Given entries section start
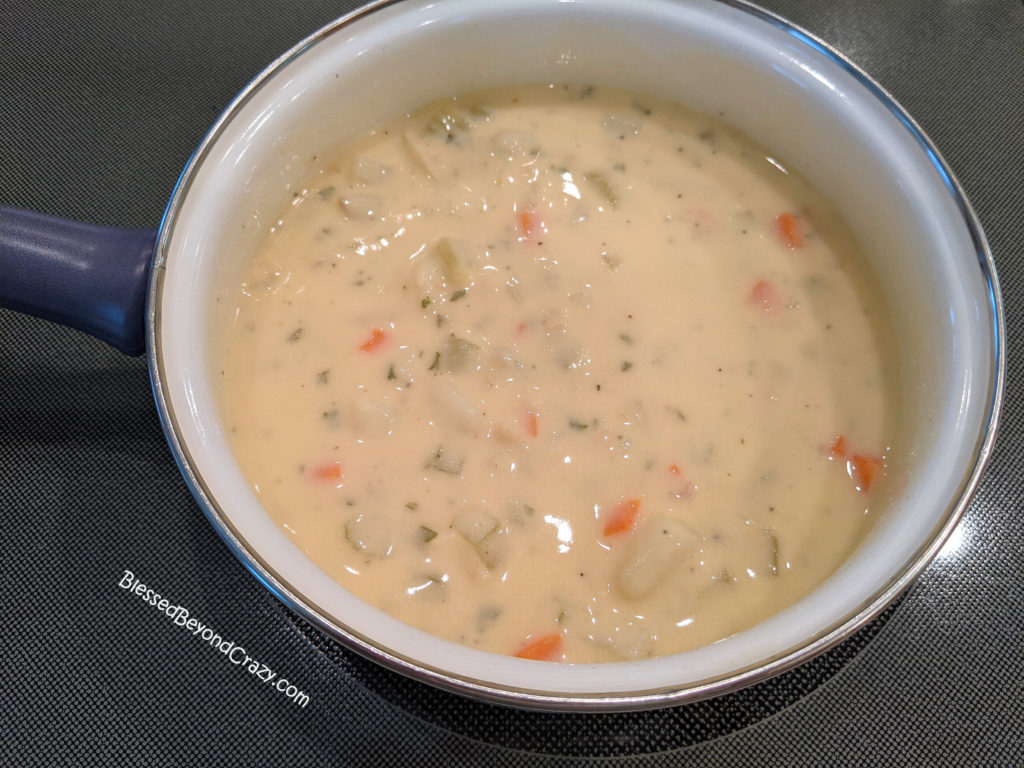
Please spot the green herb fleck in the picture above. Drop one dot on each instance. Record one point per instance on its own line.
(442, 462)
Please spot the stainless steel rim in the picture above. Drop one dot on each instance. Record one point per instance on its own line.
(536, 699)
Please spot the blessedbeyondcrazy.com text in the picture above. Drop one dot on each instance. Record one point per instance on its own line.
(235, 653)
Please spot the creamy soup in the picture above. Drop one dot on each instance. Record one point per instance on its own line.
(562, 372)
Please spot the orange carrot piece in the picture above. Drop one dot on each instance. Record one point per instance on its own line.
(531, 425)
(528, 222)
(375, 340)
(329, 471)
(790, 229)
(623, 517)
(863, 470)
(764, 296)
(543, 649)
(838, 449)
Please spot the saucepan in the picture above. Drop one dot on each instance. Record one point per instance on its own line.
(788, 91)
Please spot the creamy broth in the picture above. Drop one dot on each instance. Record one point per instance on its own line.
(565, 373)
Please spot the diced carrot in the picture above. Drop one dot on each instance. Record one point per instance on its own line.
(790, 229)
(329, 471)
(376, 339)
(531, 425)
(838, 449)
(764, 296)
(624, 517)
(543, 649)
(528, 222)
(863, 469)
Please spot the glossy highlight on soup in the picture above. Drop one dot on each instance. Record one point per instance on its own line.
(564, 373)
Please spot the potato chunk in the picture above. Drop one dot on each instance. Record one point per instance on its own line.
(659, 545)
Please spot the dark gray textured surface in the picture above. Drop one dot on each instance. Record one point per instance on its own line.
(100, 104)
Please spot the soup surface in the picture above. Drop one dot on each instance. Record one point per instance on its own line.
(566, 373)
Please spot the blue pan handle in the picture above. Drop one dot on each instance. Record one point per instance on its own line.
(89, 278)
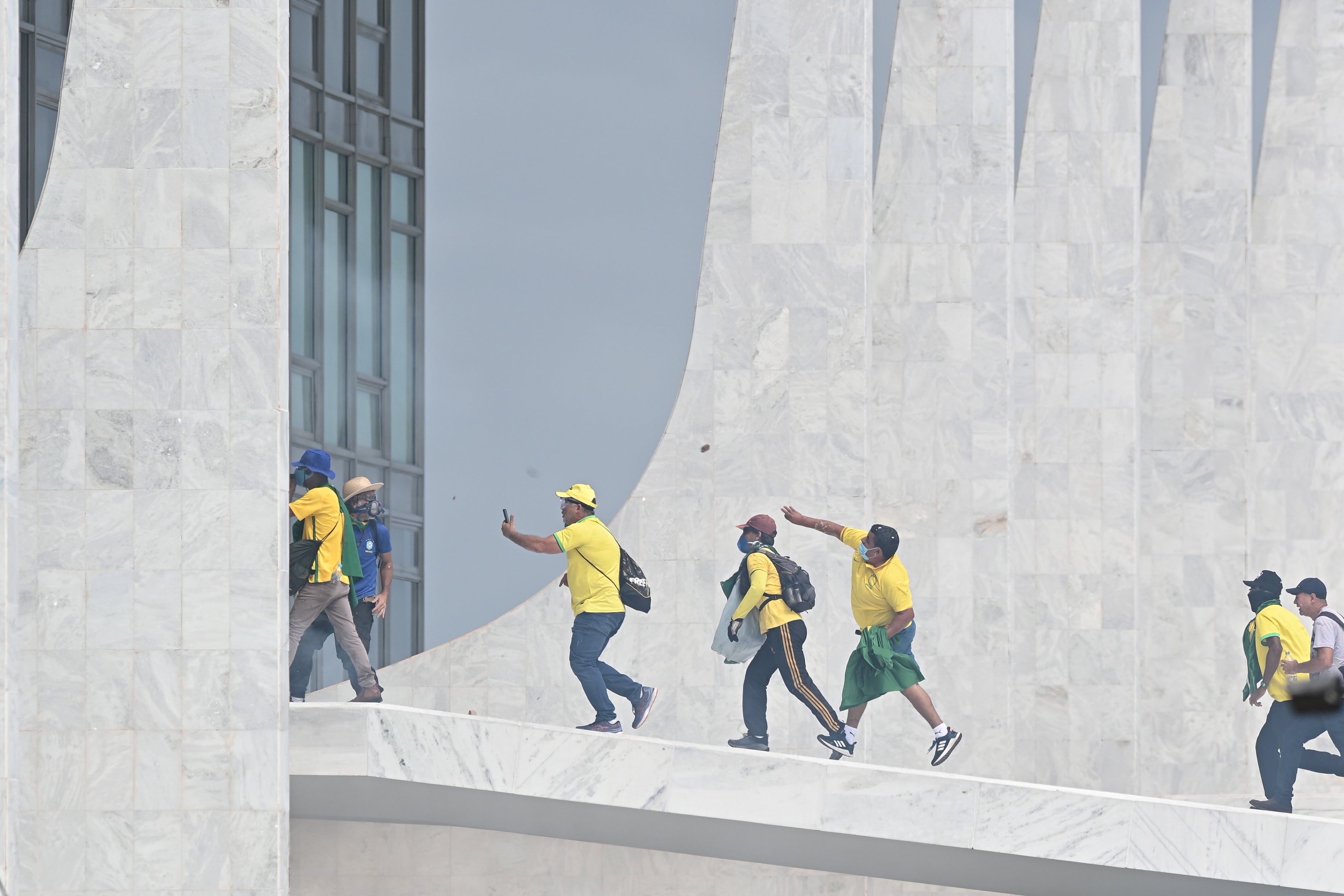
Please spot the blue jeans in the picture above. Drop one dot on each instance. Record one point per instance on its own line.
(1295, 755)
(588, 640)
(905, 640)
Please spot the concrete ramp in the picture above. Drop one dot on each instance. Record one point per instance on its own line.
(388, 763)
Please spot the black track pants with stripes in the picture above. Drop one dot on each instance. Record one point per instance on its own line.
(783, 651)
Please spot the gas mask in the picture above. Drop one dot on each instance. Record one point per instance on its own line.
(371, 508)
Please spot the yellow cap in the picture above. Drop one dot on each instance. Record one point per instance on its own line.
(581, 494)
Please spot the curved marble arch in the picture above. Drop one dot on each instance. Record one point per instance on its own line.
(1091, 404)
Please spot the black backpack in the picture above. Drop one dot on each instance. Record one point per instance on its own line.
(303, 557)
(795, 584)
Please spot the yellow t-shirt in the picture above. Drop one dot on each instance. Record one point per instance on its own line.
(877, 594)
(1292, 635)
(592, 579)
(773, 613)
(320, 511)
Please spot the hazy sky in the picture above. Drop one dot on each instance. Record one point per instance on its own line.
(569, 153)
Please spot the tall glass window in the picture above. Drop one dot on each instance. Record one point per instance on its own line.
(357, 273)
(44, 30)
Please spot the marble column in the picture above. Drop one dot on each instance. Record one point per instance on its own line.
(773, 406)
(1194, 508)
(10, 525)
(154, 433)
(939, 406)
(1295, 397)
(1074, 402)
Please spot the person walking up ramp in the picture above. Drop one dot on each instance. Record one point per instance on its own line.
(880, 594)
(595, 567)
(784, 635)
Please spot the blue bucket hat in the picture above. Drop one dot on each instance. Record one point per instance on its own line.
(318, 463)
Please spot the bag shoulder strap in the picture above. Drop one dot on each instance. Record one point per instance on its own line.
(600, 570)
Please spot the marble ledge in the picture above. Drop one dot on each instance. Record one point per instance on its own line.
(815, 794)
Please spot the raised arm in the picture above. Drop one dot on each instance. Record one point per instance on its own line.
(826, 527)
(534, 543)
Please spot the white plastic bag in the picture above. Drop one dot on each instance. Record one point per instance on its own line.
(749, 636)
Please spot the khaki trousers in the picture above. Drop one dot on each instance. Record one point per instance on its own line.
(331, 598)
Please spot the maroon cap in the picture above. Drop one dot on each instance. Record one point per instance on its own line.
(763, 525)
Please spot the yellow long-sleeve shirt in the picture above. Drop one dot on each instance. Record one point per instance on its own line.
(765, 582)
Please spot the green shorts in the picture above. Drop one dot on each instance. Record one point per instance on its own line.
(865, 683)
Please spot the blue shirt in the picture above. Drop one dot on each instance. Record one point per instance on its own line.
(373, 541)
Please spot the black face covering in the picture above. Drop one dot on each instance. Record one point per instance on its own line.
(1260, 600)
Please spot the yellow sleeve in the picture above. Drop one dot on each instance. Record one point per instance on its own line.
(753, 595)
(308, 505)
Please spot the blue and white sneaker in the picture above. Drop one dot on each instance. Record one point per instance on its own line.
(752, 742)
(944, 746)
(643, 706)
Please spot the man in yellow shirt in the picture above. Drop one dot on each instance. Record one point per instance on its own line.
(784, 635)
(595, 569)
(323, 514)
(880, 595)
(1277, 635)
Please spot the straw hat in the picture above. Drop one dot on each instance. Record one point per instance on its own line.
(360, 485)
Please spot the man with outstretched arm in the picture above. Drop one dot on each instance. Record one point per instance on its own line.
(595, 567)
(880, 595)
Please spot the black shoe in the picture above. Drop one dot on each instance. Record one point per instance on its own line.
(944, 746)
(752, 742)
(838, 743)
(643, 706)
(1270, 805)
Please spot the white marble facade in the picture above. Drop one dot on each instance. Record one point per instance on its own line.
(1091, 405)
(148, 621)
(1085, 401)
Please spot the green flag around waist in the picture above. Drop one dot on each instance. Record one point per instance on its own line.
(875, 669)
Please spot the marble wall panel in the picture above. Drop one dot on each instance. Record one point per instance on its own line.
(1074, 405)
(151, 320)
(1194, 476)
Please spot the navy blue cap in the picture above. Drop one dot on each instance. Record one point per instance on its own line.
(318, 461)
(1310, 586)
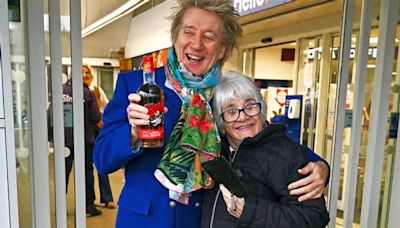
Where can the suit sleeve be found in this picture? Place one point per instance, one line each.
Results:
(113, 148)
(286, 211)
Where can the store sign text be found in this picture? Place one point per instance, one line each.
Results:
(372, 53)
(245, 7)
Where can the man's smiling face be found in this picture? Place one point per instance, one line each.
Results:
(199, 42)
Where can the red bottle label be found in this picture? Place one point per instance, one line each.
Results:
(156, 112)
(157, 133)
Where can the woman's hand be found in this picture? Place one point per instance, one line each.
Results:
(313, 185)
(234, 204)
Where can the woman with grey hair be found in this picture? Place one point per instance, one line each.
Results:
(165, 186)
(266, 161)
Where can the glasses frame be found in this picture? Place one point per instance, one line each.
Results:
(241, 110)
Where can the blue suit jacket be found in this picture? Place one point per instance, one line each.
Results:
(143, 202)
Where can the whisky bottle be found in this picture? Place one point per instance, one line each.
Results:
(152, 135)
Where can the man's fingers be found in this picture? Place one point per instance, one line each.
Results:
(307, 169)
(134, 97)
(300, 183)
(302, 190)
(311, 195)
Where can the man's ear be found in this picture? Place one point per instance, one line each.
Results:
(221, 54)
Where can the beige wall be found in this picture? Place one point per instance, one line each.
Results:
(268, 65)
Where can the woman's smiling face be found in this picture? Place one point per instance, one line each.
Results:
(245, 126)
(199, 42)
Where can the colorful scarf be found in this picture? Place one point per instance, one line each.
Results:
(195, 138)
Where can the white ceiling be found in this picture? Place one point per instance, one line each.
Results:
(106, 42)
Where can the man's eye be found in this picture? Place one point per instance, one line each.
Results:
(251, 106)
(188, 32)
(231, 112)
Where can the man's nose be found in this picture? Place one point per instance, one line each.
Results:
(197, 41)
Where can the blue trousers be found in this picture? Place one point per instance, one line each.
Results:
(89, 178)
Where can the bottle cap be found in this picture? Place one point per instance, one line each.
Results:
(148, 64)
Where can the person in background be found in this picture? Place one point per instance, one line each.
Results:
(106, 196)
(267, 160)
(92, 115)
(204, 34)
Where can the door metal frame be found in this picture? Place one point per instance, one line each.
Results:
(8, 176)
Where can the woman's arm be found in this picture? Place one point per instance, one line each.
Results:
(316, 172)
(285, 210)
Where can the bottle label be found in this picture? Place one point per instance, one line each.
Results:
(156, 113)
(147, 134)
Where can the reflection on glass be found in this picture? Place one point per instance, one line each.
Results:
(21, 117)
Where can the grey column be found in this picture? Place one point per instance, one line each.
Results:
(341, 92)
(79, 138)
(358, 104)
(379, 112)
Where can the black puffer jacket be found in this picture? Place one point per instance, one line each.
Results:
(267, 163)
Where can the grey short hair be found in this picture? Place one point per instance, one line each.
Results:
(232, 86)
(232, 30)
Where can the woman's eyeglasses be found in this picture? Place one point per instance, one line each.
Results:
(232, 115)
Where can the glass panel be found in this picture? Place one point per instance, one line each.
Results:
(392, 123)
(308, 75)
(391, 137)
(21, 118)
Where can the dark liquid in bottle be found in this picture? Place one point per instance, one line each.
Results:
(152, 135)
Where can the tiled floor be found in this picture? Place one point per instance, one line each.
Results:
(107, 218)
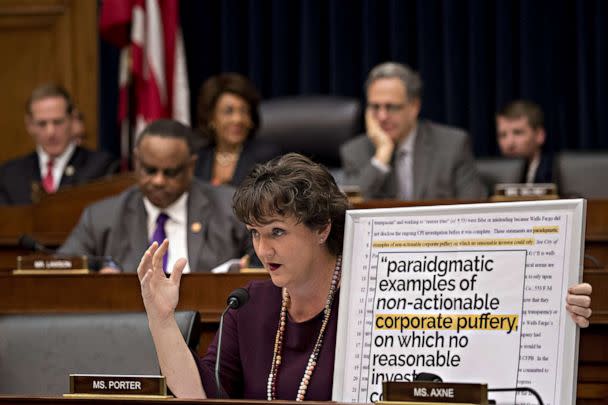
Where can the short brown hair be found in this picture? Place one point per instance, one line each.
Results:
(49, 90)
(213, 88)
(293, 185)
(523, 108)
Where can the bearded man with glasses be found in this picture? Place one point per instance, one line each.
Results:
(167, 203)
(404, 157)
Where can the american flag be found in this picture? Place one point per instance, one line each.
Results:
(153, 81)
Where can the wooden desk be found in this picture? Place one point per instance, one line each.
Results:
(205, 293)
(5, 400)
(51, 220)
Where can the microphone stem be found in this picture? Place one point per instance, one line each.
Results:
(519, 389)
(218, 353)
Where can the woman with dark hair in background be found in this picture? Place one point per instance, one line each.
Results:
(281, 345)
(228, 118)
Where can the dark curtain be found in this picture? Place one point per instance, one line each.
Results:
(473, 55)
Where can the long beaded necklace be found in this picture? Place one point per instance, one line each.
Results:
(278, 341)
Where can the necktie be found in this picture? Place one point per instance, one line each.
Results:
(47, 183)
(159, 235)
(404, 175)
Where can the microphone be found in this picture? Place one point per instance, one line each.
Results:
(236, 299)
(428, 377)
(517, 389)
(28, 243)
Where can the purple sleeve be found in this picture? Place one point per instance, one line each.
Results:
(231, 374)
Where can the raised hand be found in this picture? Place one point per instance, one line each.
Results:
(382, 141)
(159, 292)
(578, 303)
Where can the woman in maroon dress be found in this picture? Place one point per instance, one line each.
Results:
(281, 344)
Given entries section end
Look through the data above for the word "woman". Report each line where it occurs.

Answer:
Where can the woman's hand be found in this picture? Place one point per instance, one line each.
Where can the woman with grey hair be found in this picture? Place one point per instance, one line each.
Where can the woman's smiling face be found in this picture? Place one point per instance, one line each.
Where can the woman's arm be found in this picture? Place one point per instance, one line each.
Where can the woman's eyeglasses be found in this picture? Place one point per instance, one line each.
Where can the woman with dark hair in background be found in this picture? Place one point per instance, one line each.
Where can the woman in maroon dress be found in this picture? Place one point per instance, one line each.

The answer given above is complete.